» Image point grounding data
..........

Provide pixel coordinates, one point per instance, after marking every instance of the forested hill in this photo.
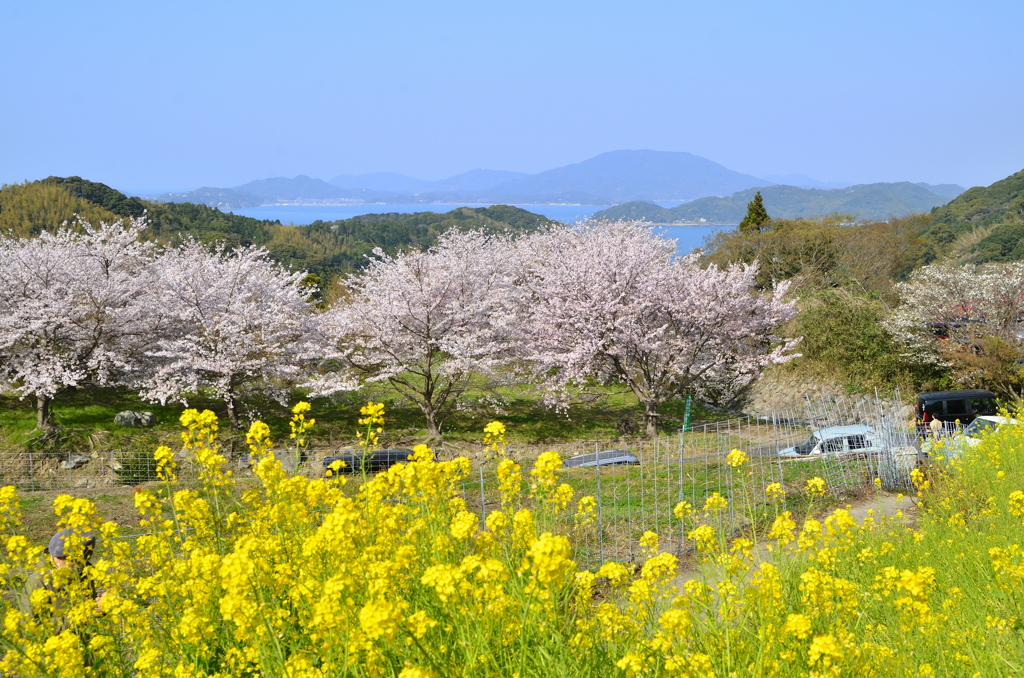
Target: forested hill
(869, 201)
(997, 209)
(325, 248)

..........

» Required action
Exactly reproduce each entry, but drop the pictures.

» Result
Provide pixel coordinates, one point per instance, after marking every instance of the forested hill in this photo.
Target: forested hill
(869, 201)
(997, 209)
(325, 248)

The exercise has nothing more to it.